[Start of section]
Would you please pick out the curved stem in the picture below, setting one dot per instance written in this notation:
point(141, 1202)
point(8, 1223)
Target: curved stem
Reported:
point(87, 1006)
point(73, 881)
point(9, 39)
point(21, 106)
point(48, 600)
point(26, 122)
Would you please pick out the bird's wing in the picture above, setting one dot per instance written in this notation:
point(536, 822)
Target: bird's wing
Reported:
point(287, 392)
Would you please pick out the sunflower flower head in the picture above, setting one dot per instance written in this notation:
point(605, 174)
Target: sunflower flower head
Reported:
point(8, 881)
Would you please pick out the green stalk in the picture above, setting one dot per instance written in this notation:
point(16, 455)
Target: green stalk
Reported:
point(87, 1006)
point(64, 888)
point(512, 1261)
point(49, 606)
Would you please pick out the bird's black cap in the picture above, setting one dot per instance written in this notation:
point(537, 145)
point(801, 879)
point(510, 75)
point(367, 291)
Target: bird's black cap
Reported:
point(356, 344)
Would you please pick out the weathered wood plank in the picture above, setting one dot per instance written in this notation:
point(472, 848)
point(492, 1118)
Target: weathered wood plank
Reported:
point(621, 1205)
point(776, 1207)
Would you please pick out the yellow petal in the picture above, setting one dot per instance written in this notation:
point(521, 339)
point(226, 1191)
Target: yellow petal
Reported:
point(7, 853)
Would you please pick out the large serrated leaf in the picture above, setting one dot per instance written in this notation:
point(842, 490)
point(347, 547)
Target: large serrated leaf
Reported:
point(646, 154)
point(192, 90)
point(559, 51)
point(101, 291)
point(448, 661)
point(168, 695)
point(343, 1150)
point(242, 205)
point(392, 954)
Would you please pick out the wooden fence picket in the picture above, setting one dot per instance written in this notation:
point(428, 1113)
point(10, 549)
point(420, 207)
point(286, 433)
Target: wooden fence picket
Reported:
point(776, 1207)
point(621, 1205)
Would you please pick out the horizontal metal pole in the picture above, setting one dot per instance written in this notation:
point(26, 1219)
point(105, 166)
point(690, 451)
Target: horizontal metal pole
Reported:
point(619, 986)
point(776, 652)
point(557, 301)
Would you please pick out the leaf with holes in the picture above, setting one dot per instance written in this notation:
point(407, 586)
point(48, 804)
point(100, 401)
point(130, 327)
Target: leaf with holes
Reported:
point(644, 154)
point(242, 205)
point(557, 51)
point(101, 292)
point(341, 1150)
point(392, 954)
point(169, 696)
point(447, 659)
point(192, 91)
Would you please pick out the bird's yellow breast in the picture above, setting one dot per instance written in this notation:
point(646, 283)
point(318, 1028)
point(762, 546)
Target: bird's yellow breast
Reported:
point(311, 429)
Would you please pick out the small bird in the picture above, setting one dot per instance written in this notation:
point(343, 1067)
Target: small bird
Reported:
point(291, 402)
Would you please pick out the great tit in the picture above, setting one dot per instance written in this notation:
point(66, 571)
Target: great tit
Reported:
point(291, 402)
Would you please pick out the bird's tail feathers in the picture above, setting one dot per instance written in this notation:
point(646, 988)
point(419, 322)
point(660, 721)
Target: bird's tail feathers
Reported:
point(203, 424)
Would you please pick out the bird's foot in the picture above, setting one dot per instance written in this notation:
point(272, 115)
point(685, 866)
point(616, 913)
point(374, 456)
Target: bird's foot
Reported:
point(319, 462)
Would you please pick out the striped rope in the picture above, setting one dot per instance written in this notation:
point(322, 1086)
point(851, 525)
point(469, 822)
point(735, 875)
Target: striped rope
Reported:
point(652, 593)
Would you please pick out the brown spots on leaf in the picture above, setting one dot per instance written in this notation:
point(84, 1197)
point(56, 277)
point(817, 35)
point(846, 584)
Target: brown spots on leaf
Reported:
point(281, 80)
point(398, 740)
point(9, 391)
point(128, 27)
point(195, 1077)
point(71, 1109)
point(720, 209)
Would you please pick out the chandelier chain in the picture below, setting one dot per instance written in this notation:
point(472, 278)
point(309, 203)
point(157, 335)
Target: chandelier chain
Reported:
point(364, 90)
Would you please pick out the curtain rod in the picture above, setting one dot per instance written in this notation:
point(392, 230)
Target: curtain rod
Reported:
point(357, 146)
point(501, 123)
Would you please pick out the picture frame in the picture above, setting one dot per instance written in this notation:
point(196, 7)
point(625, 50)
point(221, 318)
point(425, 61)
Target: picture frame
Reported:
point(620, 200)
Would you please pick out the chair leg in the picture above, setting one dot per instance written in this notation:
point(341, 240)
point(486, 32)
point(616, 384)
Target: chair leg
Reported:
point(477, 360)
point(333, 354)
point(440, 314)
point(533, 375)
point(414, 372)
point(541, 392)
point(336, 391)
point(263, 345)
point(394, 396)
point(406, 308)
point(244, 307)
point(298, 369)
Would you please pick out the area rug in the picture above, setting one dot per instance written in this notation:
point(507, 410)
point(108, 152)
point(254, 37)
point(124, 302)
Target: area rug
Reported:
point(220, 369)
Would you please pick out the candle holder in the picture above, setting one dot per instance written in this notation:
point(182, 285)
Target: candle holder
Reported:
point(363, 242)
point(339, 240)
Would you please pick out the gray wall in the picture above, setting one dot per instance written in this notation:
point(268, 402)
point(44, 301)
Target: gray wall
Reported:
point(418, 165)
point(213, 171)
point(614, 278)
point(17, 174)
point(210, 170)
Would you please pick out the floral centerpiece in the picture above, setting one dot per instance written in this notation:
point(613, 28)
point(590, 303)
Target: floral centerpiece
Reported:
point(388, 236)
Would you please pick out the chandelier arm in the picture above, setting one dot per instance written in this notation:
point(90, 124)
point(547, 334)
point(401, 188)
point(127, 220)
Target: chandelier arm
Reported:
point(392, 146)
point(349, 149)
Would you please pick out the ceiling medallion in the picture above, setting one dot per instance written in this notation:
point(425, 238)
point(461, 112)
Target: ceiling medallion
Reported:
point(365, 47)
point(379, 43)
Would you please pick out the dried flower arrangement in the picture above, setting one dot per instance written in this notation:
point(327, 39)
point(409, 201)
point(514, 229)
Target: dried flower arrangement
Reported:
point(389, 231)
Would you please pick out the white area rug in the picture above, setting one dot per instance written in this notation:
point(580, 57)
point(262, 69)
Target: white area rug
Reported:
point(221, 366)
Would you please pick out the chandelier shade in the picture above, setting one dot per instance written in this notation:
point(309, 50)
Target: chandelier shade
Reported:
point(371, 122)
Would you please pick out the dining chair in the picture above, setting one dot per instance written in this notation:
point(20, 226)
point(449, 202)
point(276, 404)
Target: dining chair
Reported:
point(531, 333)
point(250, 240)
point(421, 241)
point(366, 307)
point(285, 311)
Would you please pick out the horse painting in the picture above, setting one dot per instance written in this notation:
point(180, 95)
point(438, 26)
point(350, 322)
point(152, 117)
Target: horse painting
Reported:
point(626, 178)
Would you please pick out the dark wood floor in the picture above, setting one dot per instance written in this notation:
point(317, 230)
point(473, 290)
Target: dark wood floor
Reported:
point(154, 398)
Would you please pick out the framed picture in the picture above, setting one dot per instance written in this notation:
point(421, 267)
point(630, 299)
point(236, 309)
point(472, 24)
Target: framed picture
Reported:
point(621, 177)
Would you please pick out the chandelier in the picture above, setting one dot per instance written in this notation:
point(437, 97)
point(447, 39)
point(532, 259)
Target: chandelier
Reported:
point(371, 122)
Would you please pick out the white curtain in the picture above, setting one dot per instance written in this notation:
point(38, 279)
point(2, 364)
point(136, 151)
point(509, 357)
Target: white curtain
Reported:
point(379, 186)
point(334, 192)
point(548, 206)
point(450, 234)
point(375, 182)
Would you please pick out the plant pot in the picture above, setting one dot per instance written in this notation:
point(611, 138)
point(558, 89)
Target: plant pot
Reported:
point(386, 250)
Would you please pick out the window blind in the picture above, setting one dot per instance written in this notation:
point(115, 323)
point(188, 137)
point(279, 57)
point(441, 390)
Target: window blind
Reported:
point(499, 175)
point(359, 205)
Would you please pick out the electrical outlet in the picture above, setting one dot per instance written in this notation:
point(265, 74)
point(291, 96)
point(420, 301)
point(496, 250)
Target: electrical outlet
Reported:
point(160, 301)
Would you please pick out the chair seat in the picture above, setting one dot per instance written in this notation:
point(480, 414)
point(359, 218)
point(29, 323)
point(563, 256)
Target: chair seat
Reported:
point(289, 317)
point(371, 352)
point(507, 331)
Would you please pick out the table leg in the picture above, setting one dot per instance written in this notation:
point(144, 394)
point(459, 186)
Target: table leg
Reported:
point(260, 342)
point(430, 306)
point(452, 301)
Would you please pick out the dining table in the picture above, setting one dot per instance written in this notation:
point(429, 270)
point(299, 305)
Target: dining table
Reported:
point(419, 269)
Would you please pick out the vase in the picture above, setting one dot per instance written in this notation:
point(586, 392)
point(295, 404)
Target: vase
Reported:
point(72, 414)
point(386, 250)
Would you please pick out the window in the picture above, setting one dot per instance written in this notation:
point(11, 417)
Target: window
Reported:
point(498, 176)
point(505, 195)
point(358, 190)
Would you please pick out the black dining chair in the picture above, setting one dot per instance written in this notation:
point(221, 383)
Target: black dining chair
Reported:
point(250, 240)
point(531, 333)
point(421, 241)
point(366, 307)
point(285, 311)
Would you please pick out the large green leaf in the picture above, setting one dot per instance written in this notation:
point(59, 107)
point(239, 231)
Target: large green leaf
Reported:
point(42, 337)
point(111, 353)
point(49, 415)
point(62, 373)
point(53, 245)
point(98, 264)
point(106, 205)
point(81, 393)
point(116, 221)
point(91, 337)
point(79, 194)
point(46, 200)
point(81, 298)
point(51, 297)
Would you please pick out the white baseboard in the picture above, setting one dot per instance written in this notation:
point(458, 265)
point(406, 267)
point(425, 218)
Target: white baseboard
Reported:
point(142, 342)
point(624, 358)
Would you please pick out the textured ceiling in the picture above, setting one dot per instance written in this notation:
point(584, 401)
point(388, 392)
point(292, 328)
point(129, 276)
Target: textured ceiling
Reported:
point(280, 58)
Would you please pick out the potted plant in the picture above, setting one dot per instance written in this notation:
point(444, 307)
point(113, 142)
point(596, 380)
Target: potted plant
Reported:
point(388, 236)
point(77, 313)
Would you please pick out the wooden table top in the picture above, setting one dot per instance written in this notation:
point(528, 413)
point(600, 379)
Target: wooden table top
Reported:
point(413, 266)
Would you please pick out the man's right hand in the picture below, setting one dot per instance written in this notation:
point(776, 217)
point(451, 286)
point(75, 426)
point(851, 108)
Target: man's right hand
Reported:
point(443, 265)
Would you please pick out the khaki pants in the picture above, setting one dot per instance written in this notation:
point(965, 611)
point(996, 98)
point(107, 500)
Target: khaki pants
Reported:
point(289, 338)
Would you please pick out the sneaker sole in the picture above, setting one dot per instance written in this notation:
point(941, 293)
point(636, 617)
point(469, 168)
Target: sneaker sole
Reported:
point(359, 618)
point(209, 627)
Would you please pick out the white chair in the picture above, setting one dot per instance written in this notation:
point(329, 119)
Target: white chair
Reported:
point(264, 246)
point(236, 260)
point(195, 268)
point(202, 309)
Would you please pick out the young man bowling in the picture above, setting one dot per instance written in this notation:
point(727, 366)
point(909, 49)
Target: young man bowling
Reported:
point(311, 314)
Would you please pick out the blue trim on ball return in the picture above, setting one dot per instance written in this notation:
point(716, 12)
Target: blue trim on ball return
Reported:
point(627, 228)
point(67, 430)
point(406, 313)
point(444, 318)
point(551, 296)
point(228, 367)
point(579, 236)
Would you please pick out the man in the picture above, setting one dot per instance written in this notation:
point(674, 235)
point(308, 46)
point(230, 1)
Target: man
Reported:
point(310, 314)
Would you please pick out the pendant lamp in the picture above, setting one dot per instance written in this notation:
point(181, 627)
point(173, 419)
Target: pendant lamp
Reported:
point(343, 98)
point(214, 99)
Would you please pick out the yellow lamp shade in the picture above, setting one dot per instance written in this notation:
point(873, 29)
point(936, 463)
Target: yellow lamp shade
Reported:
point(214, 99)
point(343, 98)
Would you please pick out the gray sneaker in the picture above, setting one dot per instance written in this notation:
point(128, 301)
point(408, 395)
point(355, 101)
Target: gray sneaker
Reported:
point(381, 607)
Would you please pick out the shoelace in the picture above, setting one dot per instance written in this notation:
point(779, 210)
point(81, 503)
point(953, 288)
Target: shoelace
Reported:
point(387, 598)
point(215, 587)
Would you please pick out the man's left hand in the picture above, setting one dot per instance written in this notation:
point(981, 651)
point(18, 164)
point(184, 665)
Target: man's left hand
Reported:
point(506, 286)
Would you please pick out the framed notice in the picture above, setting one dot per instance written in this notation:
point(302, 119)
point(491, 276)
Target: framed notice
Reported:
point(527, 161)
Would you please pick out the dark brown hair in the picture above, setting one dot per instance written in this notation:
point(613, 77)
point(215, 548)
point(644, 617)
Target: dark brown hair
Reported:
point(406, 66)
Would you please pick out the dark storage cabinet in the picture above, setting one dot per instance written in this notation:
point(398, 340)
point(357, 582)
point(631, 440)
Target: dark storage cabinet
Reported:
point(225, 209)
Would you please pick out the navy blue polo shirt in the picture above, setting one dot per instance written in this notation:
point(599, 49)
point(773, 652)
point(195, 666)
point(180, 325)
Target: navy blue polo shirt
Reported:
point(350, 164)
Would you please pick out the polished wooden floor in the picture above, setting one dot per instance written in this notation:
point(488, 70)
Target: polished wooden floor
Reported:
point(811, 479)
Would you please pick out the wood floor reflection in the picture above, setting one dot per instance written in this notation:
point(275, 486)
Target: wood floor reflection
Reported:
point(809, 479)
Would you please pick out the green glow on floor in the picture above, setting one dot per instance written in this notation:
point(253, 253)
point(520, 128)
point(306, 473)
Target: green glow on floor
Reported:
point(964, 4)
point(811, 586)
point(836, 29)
[End of section]
WHAT THE TASK ASKS: Retype, in the same exact form, the lines of the material above from the line holding "Target: black dining chair" through the line holding "Target: large green leaf".

SOLUTION:
Target: black dining chair
Reported:
point(250, 240)
point(531, 333)
point(421, 241)
point(366, 307)
point(285, 311)
Would you please pick out the large green leaf in the picture above, setting one dot per instance written in this notation:
point(59, 107)
point(239, 231)
Target: large green leaf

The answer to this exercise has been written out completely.